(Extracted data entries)

────────────────────────────────────────

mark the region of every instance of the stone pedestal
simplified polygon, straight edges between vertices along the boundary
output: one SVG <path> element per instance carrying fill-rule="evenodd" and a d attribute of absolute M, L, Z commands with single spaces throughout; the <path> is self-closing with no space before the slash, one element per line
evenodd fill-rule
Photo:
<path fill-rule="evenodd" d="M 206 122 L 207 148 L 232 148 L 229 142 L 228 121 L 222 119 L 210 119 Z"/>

────────────────────────────────────────

• **GOAL OF THE EXERCISE**: Substitute "stone plinth" for "stone pedestal" throughout the items and write them out again, changing nothing else.

• **EXERCISE ANSWER**:
mark the region of every instance of the stone plinth
simplified polygon, straight edges between vertices along the boundary
output: one SVG <path> element per instance carrying fill-rule="evenodd" and a d attribute of absolute M, L, Z commands with single spaces throughout; the <path> is self-closing with no space before the slash, one element per line
evenodd fill-rule
Photo:
<path fill-rule="evenodd" d="M 206 122 L 207 148 L 232 148 L 229 142 L 228 121 L 222 119 L 210 119 Z"/>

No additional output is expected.